§ **Brief**: Copy out all of the records, swapping each "instance" for "occurrence" and leaving every other character as it is.

§ **Listed entries**:
———
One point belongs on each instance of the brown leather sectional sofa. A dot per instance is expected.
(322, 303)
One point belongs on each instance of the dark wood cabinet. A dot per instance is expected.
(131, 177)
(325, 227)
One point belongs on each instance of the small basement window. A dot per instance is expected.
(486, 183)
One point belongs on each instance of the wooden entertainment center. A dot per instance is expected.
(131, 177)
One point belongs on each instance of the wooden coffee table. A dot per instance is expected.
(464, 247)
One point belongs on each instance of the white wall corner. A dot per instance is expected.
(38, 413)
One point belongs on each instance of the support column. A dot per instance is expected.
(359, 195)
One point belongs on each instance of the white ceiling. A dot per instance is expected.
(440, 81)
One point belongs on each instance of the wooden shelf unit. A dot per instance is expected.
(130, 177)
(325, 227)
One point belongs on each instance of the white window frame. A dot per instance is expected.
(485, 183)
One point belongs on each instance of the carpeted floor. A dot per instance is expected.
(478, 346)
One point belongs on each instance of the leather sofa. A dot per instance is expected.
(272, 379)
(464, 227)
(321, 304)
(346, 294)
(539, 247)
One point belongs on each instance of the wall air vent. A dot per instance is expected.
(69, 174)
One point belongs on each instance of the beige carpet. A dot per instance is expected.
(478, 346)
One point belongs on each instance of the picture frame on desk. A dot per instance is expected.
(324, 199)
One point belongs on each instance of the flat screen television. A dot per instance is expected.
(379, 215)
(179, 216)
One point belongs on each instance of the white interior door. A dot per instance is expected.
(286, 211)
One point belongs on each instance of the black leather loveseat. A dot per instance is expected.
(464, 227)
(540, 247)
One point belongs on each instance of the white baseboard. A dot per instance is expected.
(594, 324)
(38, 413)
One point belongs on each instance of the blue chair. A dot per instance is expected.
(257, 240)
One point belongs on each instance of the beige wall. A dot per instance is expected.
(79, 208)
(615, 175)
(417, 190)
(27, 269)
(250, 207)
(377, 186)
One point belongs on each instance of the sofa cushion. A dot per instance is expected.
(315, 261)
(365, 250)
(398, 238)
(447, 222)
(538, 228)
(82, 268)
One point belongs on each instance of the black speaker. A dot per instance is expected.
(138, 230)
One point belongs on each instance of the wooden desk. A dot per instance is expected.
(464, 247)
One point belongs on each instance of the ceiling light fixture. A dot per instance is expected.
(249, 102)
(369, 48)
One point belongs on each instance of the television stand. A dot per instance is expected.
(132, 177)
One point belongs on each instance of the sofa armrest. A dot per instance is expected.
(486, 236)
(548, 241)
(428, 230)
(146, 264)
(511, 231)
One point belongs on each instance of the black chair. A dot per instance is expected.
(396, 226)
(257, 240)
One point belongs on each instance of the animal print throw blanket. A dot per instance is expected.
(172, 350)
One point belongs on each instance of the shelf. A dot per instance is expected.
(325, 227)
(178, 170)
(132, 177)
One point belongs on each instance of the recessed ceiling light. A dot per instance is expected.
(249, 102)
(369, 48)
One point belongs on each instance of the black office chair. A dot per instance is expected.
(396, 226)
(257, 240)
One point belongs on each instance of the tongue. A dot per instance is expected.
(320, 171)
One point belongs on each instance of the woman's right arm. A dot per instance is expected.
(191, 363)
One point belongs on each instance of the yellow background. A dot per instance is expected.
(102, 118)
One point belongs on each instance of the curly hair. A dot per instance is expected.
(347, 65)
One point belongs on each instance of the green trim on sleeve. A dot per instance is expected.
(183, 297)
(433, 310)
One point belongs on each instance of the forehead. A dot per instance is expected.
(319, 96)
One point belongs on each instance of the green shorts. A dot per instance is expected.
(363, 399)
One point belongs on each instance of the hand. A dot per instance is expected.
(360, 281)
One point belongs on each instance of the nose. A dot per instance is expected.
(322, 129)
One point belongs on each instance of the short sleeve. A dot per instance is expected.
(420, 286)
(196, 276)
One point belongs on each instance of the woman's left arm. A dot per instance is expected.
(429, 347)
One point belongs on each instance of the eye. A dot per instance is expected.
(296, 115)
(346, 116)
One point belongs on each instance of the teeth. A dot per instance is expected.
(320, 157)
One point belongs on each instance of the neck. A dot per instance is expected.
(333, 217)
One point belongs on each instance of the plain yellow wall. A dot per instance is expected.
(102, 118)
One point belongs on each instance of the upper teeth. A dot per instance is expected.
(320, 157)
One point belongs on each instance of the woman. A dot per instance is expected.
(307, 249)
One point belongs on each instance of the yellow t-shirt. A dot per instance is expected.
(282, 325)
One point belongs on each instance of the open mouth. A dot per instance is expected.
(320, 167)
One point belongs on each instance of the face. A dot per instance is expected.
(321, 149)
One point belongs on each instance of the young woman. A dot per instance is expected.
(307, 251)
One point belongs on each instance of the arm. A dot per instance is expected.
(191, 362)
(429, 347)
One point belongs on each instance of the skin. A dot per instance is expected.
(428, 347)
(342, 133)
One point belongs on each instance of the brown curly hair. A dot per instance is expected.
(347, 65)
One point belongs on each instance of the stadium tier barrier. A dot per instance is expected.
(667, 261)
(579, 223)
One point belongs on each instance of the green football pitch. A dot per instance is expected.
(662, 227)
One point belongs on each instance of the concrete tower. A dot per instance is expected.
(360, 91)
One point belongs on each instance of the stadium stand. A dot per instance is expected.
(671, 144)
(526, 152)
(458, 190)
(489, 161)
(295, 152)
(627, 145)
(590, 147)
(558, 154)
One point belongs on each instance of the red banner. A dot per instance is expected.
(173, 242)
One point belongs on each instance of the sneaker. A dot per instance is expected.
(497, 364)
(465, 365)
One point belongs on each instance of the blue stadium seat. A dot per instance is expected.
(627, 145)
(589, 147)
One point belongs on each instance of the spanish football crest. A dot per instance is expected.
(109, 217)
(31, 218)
———
§ **Solution to this problem**:
One point belongs on each occurrence of the brown leather sectional sofa. A dot per occurrence is expected.
(322, 303)
One point belongs on each occurrence of the dark wood cabinet. A dot per occurrence is expected.
(131, 177)
(325, 227)
One point belongs on each occurrence of the small basement window. A dot per occurrence is expected.
(486, 183)
One point belongs on each occurrence of the wooden entertainment center. A dot per occurrence is expected.
(131, 177)
One point belongs on each occurrence of the wooden coffee table. A dot per occurrence is expected.
(464, 247)
One point belongs on each occurrence of the white wall corner. A dot per occurrence is expected.
(38, 413)
One point belongs on each occurrence of the support column. A dot per occurrence is expected.
(359, 195)
One point belongs on each occurrence of the white ceiling. A dot per occurrence is expected.
(440, 81)
One point belongs on each occurrence of the wooden shelf unit. A dot per occurrence is expected.
(130, 177)
(325, 227)
One point belongs on each occurrence of the white window frame. A dot per occurrence is expected.
(485, 183)
One point belongs on each occurrence of the carpeted floor. A dot per occurrence is expected.
(478, 346)
One point belongs on each occurrence of the leather sofa. A dot per occurrence is expected.
(272, 379)
(464, 227)
(321, 304)
(346, 294)
(539, 247)
One point belongs on each occurrence of the wall air vent. A dot per occurrence is expected.
(69, 174)
One point belongs on each occurrence of the beige carpet. A dot per occurrence is expected.
(478, 346)
One point belongs on each occurrence of the picture frame on desk. A dot per occurrence is expected.
(324, 199)
One point belongs on each occurrence of the flat screen television. A dot per occurrence is expected.
(379, 215)
(179, 216)
One point belongs on each occurrence of the white interior door. A dot per occurrence is expected.
(286, 211)
One point belongs on each occurrence of the black leather loveseat. A dot per occurrence is expected.
(464, 227)
(540, 247)
One point belongs on each occurrence of the white baseboard. A dot per occurrence is expected.
(594, 324)
(38, 413)
One point belongs on each occurrence of the blue chair. A dot per occurrence is expected.
(257, 240)
One point belongs on each occurrence of the beige wall. A dot per occurrence is expected.
(79, 208)
(615, 175)
(417, 190)
(27, 269)
(250, 207)
(377, 186)
One point belongs on each occurrence of the sofa cushion. A dot per occurrence is expected.
(315, 261)
(365, 250)
(398, 238)
(447, 222)
(538, 228)
(82, 268)
One point belongs on each occurrence of the black speaker. A dot per occurrence is expected.
(138, 230)
One point belongs on each occurrence of the wooden desk. A dot per occurrence is expected.
(464, 247)
One point belongs on each occurrence of the ceiling light fixture. A dot per occurrence is expected.
(249, 102)
(369, 48)
One point belongs on each occurrence of the television stand. A dot per occurrence is expected.
(132, 177)
One point belongs on each occurrence of the sofa armrest. A dot per occurrence is expected.
(486, 236)
(548, 241)
(428, 230)
(146, 264)
(511, 231)
One point belongs on each occurrence of the black chair. A dot per occurrence is expected.
(396, 226)
(257, 240)
One point belongs on each occurrence of the animal print throw blanket. A dot per occurrence is expected.
(172, 350)
One point belongs on each occurrence of the shelf. A dot per occurrence is expected.
(325, 227)
(178, 170)
(132, 177)
One point belongs on each occurrence of the recessed ceiling light. A dot per occurrence is expected.
(249, 102)
(369, 48)
One point belongs on each occurrence of the black office chair. A dot per occurrence is expected.
(396, 226)
(257, 240)
One point belongs on each occurrence of the tongue. A dot per occurrence is expected.
(320, 171)
One point belongs on each occurrence of the woman's right arm. A dot per occurrence is expected.
(191, 363)
One point belongs on each occurrence of the yellow background. A dot per occurrence is expected.
(102, 118)
One point belongs on each occurrence of the curly hair. A dot per occurrence is expected.
(347, 65)
One point belongs on each occurrence of the green trim on sleeve. A dot per occurrence is expected.
(183, 297)
(433, 310)
One point belongs on each occurrence of the forehead. A dot per occurrence is expected.
(319, 96)
One point belongs on each occurrence of the green shorts. A dot per occurrence is expected.
(363, 399)
One point belongs on each occurrence of the hand. A dot per occurrence is expected.
(360, 281)
One point belongs on each occurrence of the nose. A dot per occurrence is expected.
(322, 129)
One point belongs on each occurrence of the short sleeve. A dot per occurrence is expected.
(420, 286)
(196, 276)
One point belongs on each occurrence of the woman's left arm. A dot per occurrence is expected.
(429, 347)
One point belongs on each occurrence of the eye. A dot per occurrence is expected.
(296, 115)
(346, 116)
One point belongs on each occurrence of the teeth. A dot per occurrence is expected.
(320, 157)
One point belongs on each occurrence of the neck. A dot per occurrence is expected.
(333, 217)
One point belongs on each occurrence of the plain yellow wall. A dot per occurrence is expected.
(102, 118)
One point belongs on each occurrence of the upper teeth. A dot per occurrence is expected.
(320, 157)
One point belongs on each occurrence of the woman. A dot per occurrence is expected.
(307, 249)
One point belongs on each occurrence of the yellow t-shirt. A dot per occurrence is expected.
(282, 325)
One point belongs on each occurrence of the open mouth. A dot per occurrence is expected.
(320, 167)
One point belongs on each occurrence of the face. A dot per occurrence is expected.
(321, 149)
One point belongs on each occurrence of the young woman. A dot per occurrence is expected.
(307, 251)
One point belongs on each occurrence of the arm. A dot per occurrence is expected.
(191, 362)
(429, 347)
One point belongs on each occurrence of the skin. A dot per occurrence is expected.
(428, 347)
(342, 133)
One point belongs on each occurrence of the brown curly hair. A dot per occurrence is expected.
(347, 65)
One point belongs on each occurrence of the stadium tier barrier. A dot per occurrence is expected.
(667, 261)
(579, 223)
One point belongs on each occurrence of the green football pitch. A dot per occurrence is expected.
(662, 227)
One point belongs on each occurrence of the concrete tower. A dot per occurrence is expected.
(360, 91)
One point belongs on each occurrence of the stadium stand. A dot per occurrence is expected.
(671, 144)
(526, 152)
(458, 190)
(489, 161)
(295, 152)
(627, 145)
(590, 147)
(558, 154)
One point belongs on each occurrence of the red banner. A dot per occurrence is expected.
(173, 242)
One point belongs on each occurrence of the sneaker. A dot per occurrence is expected.
(497, 364)
(465, 365)
One point belongs on each occurrence of the blue stadium seat. A dot per occurrence is expected.
(627, 145)
(589, 147)
One point belongs on each occurrence of the spanish football crest. A dot per occurrence is expected.
(109, 217)
(31, 218)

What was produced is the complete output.